* START Material provided *

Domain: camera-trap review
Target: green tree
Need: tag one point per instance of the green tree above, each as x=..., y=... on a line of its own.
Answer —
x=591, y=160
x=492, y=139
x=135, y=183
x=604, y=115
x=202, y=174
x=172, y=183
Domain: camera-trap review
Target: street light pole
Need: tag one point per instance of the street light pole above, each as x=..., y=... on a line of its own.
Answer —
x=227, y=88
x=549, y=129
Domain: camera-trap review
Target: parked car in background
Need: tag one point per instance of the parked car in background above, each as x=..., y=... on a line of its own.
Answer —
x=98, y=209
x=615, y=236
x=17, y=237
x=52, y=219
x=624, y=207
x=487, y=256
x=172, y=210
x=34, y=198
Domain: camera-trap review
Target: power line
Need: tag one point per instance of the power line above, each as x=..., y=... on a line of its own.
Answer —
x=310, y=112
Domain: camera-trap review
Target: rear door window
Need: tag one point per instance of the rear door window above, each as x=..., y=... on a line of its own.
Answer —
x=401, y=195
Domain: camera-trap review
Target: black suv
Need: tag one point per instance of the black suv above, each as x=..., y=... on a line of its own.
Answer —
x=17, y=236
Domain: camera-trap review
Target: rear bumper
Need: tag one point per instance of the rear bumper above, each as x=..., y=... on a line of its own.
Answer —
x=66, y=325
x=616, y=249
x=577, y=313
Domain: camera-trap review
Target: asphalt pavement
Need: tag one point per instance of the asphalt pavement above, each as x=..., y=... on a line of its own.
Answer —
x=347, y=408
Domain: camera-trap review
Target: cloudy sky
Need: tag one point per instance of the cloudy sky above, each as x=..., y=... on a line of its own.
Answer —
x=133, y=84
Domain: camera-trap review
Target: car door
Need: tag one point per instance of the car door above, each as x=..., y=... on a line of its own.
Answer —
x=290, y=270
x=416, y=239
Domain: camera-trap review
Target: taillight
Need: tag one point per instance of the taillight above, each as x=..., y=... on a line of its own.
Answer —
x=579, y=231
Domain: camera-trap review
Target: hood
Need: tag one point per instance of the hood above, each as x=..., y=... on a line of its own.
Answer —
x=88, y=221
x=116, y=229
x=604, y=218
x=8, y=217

* END Material provided *

▸ Exercise task
Write out all of the entries above again word for word, keeping every line as it appears.

▸ Final answer
Domain: camera-trap review
Target: green tree
Need: tag one point per instance of the green tree above, each as x=..., y=... on a line of its own.
Answer —
x=591, y=160
x=492, y=139
x=135, y=183
x=604, y=115
x=202, y=174
x=172, y=183
Domain: camera-trap review
Target: street light pole
Need: tag one point per instance of the street light pole above, each as x=..., y=... on a line of its own.
Answer —
x=227, y=88
x=549, y=129
Domain: camera-trap review
Target: parked car in background
Need: tag one point per instance of the parked car in background above, each as x=..., y=... on a line of its own.
Answer —
x=98, y=209
x=615, y=236
x=17, y=237
x=52, y=219
x=624, y=207
x=487, y=256
x=172, y=210
x=34, y=198
Domain: camera-trap review
Target: power line
Need: tag one point per instance of the power line above, each as x=..., y=... on a line of its own.
Answer —
x=310, y=112
Domain: camera-trap review
Target: rear door window
Need: tag one point per instance of the rear door window above, each as x=..., y=... on a line of its own.
Answer —
x=401, y=195
Domain: camera-trap review
Target: black suv
Need: tag one point per instance of the black suv above, each as x=..., y=... on a line of its own.
Answer —
x=17, y=236
Domain: camera-trap review
Target: rear bumper
Need: tag one point per instance of the rear bumper above, each as x=..., y=... on a line of its own.
Answer —
x=66, y=325
x=616, y=249
x=577, y=313
Domain: camera-trap review
Target: asphalt pavement
Need: tag one point per instance of the asphalt pavement above, each as x=..., y=... on a line of its own.
Answer —
x=347, y=408
Domain: camera-trap review
Target: cloudy sky
Need: tag one point per instance of the cloudy sky above, each as x=..., y=... on a line of its own.
Answer —
x=133, y=84
Domain: camera-trap review
Target: car door
Need: tag one point per instance of the car door above, each as x=..., y=... on a line of its own.
Answer —
x=290, y=270
x=416, y=239
Domain: camera-trap review
Target: taillight
Need: tag one point per instance of the taillight above, each as x=..., y=... on a line of its own.
Answer —
x=579, y=231
Domain: camera-trap review
Target: hood
Need: tag one point per instance of the hood above, each as x=..., y=... on a line of its own.
Answer —
x=88, y=221
x=116, y=229
x=604, y=218
x=8, y=217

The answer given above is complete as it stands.